Smooth Airperator 9th Oct 2018 15:26

Boeing incidents/accidents due to Thrust/Pitch mode mishandling
 
Hi all,

Can anyone help me with Boeing (regardless of type) incidents that have been caused because the crew did not understand or use Thrust and Pitch modes correctly or if Thrust and Pitch mode was a related cause. From the top of my head:

-Asiana 777 SFO
-Turkish 737 AMS
-FlyDubai 737 RVI
-EK 777 Dubai

Thanks

Intruder 9th Oct 2018 23:37

The mishap report for Asiana at SFO is available. The Captain grossly mismanaged the autopilot modes, making several changes in rapid succession on final approach. Even after the 3rd pilot in the observer seat warned him twice, he did not correct. IMO, that was COMPLETELY pilot error.

A37575 10th Oct 2018 03:45

The easy way is to Google your request or Google each of the accidents you stated. There have been countless incidents/accidents of this sort. In almost every case the direct cause of the accident/ incident boiled down to the fact that the pilot was automation addicted and lacked basic instrument flying ability. Some may say that is a long bow to draw. Others may have the opinion that the pilot simply didn't know how to fly - a well established result of automation dependency..

KRviator 10th Oct 2018 05:10


Originally Posted by Smooth Airperator (Post 10269632)
Hi all,

Can anyone help me with Boeing (regardless of type) incidents that have been caused because the crew did not understand or use Thrust and Pitch modes correctly or if Thrust and Pitch mode was a related cause. From the top of my head:

-Asiana 777 SFO
-Turkish 737 AMS
-FlyDubai 737 RVI
-EK 777 Dubai

Thanks

I wouldn't entirely classify the Amsterdam 737 accident as the crews fault. The primary cause was a faulty radar altimeter that provided an erroneous signal to the autothrottle that retarded the thrust levers. The crew manually advanced the thrust levers, but because he didn't disengage the autothrottle, the computer again retarded the thrust levers.

You could also include China Airlines 006 in that, after an engine rollback, they failed to monitor their airspeed, resulting an a departure from controlled flight. Again, an underlying issue occurred, mode confusion was not the primary reason.

stilton 10th Oct 2018 05:16


Originally Posted by KRviator (Post 10270060)
I wouldn't entirely classify the Amsterdam 737 accident as the crews fault. The primary cause was a faulty radar altimeter that provided an erroneous signal to the autothrottle that retarded the thrust levers. The crew manually advanced the thrust levers, but because he didn't disengage the autothrottle, the computer again retarded the thrust levers.

§ DATASET CONTENT
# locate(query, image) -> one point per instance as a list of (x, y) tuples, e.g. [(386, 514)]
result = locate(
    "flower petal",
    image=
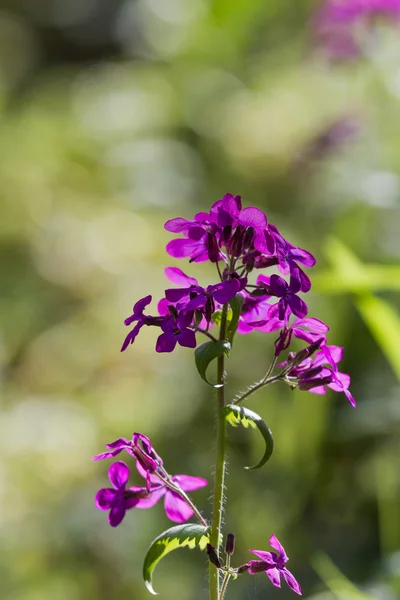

§ STATED GOAL A
Give the usernames of everyone who posts in the forum thread on Boeing thrust and pitch mode incidents.
§ STATED GOAL B
Pick up the forum thread on Boeing thrust and pitch mode incidents where it stops and keep writing it.
Nothing here depends on the data.

§ TASK RESPONSE A
Smooth Airperator, Intruder, A37575, KRviator, stilton

§ TASK RESPONSE B
You could also include China Airlines 006 in that, after an engine rollback, they failed to monitor their airspeed, resulting an a departure from controlled flight. Again, an underlying issue occurred, mode confusion was not the primary reason.



Pretty incredible youíd blame the AMS
crash on anything other than pilot error


If youíre so clueless you donít recognize
airspeed decreasing without an appropriate
response from The autothrottles, then take over and correct you are incompetent, a passenger not a pilot


Funny, we flew aircraft for decades without
AT, how did we survive?

hans brinker 10th Oct 2018 05:33


Originally Posted by KRviator (Post 10270060)
I wouldn't entirely classify the Amsterdam 737 accident as the crews fault. The primary cause was a faulty radar altimeter that provided an erroneous signal to the autothrottle that retarded the thrust levers. The crew manually advanced the thrust levers, but because he didn't disengage the autothrottle, the computer again retarded the thrust levers.

You could also include China Airlines 006 in that, after an engine rollback, they failed to monitor their airspeed, resulting an a departure from controlled flight. Again, an underlying issue occurred, mode confusion was not the primary reason.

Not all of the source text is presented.